▶ **Exercise tasks**
- a) Rewrite the part of the MM5 passage that opens with the words "For the AOAWS, the" and closes with "(1,2,3) region.", replacing "East Asia" with "Northeast Asia".
- b) Write the next part of the passage on the MM5 forecast model, picking up after its last sentence.

▶ **Excerpt provided**
<<<<

For the AOAWS, the MM5 will provide regularly-updated
forecasts on a range of temporal and spatial scales. It will allow forecasters to see the
large-scale changes over East Asia and the Western Pacific over 2-day periods, while
providing detailed information on conditions over the Taiwan FIR at half-hourly
resolution.

Taiwan FIR domain
(1,2,3) region.
The Model
The MM5 is the central component of
a modeling system which acquires observations and gridded analyses, processes the data for
model ingest, generates a numerical forecast and displays the forecast output. The MM5 is
a grid-point model capable of variable horizontal and vertical resolution and has
been used with horizontal grid sizes under 200 m. The MM5 employs a terrain-following
sigma vertical coordinate, with vertical resolution typically ranging from 20 to 40 m near
the surface and decreasing with height. A nested-grid model, the MM5 permits 10 levels of
sub-domains, as well as moving and overlapping grids. In nested configurations, domain
interaction can be either 2-way or 1-way. In the former, predicted fine grid information
is overwritten on the coarse grid, while boundary conditions are provided by the coarse
grid to the fine grid. In the latter, boundary conditions are provided by the coarse grid
to fine grid, but the fine grid product does not get overwritten on the coarse grid; the
grids run separately. With respect to computation, the MM5 is multi-tasked. Its
parallelism was originally based on a shared memory paradigm, although work has begun on
its adaptation to distributed-memory architectures. |
The MM5 is based upon the set of
primitive equations for a fully compressible, nonhydrostatic atmosphere in a rotating
frame of reference. The model's predicted variables include pressure perturbation,
horizontal and vertical wind, temperature, water vapor, cloud water and rainwater. The
model's prognostic equations are written in flux form.

>>>>

▶ **Information provided**
<<<<

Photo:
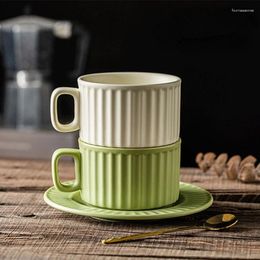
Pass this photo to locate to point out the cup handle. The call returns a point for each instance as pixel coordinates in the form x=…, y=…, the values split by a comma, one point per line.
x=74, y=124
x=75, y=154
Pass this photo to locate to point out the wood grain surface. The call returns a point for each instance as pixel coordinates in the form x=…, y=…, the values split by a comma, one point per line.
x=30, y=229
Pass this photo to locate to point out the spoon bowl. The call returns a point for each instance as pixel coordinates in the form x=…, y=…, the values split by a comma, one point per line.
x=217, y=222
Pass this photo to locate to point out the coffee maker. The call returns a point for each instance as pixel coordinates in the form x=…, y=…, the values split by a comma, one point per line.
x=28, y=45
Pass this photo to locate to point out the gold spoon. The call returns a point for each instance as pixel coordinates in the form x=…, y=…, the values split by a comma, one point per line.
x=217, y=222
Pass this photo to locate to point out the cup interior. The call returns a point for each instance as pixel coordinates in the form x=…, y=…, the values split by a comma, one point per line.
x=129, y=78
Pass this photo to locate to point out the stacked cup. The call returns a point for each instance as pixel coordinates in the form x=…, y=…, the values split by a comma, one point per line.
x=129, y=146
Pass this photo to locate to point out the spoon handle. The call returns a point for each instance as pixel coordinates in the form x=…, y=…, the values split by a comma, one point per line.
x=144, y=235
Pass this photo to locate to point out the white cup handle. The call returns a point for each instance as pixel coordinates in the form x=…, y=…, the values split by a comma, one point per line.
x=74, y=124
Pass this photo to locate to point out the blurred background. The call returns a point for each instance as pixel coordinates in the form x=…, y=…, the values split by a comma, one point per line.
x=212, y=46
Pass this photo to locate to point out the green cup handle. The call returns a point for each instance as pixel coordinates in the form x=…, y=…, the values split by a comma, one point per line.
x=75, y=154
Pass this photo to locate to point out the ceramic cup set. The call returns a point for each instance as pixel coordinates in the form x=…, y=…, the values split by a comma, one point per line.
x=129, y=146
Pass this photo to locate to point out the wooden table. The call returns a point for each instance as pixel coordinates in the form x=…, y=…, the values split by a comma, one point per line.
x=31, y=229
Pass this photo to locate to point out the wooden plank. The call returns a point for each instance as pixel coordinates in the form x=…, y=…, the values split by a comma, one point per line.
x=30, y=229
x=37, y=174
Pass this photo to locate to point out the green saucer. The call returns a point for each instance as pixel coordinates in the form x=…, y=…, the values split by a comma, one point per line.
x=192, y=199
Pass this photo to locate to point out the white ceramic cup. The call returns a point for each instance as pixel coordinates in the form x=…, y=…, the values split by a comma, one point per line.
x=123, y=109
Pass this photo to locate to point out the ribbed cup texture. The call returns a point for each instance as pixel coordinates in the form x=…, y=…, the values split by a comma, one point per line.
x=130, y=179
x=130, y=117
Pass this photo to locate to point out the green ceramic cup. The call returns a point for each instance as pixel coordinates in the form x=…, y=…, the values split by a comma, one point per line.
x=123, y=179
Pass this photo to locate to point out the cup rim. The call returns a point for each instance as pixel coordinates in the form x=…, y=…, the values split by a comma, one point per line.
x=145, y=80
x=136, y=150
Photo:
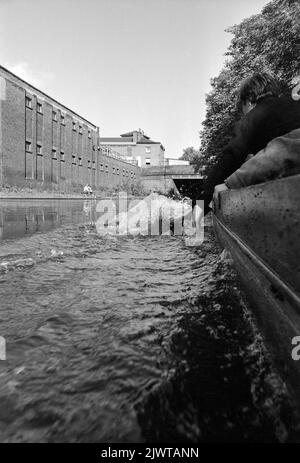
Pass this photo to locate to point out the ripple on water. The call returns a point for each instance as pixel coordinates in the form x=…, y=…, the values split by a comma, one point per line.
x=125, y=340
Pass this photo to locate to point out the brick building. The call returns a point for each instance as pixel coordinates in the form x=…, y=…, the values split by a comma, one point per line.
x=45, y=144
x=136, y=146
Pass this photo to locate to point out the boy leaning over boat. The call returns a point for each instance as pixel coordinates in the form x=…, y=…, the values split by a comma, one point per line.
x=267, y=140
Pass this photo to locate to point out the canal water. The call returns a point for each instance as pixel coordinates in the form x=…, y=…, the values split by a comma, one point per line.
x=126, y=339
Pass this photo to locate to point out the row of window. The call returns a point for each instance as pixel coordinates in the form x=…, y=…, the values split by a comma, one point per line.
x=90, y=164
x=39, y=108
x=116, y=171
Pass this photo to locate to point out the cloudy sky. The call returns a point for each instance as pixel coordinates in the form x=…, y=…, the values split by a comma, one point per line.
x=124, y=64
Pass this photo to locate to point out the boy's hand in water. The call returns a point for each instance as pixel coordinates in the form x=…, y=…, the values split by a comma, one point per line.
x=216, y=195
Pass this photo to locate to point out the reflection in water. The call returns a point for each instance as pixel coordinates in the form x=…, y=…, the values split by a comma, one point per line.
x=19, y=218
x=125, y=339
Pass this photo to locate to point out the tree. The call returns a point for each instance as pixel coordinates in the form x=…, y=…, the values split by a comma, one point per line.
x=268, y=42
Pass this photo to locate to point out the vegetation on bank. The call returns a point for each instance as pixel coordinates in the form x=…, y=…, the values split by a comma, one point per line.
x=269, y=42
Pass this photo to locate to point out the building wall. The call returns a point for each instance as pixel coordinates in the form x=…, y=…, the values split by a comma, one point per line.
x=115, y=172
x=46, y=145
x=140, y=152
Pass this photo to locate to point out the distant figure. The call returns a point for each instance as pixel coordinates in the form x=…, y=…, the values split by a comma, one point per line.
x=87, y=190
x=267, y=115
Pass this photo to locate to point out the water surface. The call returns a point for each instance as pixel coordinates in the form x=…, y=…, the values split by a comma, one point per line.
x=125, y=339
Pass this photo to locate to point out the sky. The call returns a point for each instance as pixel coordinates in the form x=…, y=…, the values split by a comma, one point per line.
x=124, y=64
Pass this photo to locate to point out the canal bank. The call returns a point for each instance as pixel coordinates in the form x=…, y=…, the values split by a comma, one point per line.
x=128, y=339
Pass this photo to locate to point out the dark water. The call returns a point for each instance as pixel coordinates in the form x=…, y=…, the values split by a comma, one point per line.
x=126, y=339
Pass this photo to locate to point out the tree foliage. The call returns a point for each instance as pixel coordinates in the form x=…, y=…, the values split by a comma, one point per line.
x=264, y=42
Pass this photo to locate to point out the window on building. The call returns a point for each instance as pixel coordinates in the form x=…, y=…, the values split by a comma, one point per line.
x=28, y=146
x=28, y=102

>>>>

▶ **Responses for each task**
- a)
For the AOAWS, the MM5 will provide regularly-updated
forecasts on a range of temporal and spatial scales. It will allow forecasters to see the
large-scale changes over Northeast Asia and the Western Pacific over 2-day periods, while
providing detailed information on conditions over the Taiwan FIR at half-hourly
resolution.

Taiwan FIR domain
(1,2,3) region.

- b)
The MM5 simulates grid-resolved and
sub-grid-scale precipitation. The former involves the explicit treatment of moist
processes, for which the model offers a variety of packages. These feature prognostic
equations for variables such as cloud water, cloud ice, rain water and snow. For
subgrid-scale moist processes, the MM5 currently offers six cumulus parameterizations.
These include the popular Grell, Kain-Fritsch, and Betts-Miller parameterizations.